--- Start of GIVEN DATA ---

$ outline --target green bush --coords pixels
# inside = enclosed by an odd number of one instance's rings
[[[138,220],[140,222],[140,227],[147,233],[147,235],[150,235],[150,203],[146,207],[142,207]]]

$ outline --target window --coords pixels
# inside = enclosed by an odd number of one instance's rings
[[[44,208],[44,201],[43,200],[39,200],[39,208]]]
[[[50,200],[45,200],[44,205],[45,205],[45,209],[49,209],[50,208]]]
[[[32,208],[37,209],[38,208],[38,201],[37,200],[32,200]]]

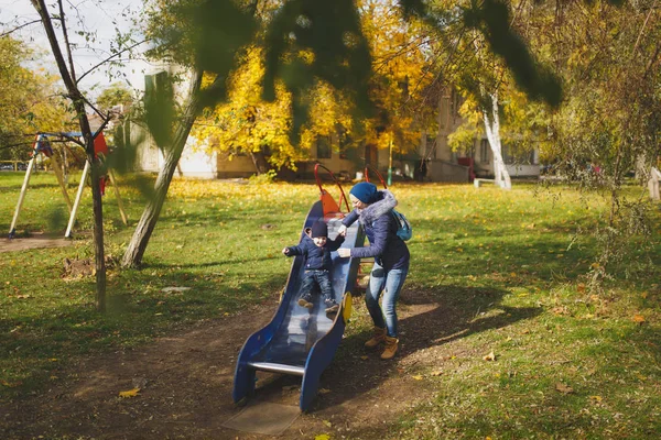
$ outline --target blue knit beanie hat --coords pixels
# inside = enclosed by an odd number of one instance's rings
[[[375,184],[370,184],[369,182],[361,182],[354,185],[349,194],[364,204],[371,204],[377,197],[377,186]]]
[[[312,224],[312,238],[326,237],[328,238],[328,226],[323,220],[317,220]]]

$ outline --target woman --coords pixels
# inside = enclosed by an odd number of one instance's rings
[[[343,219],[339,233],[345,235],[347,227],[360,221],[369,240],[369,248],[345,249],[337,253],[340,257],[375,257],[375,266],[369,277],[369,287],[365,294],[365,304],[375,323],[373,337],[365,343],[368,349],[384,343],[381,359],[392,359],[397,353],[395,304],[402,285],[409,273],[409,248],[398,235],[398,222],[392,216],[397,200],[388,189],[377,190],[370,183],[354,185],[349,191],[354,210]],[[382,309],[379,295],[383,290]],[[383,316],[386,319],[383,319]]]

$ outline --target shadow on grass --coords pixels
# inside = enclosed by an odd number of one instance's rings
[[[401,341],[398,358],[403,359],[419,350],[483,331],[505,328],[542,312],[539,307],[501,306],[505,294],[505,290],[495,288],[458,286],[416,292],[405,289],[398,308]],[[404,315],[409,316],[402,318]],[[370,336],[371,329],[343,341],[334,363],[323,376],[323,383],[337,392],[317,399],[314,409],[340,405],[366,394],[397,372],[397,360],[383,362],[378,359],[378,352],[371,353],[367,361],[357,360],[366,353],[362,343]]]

--- End of GIVEN DATA ---
--- Start of GIVEN DATA ---

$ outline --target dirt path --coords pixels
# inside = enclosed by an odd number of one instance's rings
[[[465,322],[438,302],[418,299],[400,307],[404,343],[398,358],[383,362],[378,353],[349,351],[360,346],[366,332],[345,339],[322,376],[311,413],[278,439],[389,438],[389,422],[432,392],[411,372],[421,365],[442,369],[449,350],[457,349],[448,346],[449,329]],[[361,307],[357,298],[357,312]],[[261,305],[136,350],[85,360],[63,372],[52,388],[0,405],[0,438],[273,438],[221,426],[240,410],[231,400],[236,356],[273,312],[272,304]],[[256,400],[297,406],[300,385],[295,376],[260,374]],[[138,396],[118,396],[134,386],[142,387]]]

--- End of GIVEN DATA ---

### PROBLEM
Write out everything in the listing from the line containing "window --coords pixels" down to the line containing "[[[32,208],[37,209],[38,208],[38,201],[37,200],[32,200]]]", switching "outline" to "trace" and leaving the rest unchanged.

### TASK OUTPUT
$ trace --target window --coords pixels
# inside = enclosed by an odd number of one instance's rings
[[[44,208],[44,201],[43,200],[39,200],[39,208]]]
[[[50,200],[45,200],[44,205],[45,205],[45,209],[49,209],[50,208]]]
[[[32,208],[37,209],[38,208],[38,201],[37,200],[32,200]]]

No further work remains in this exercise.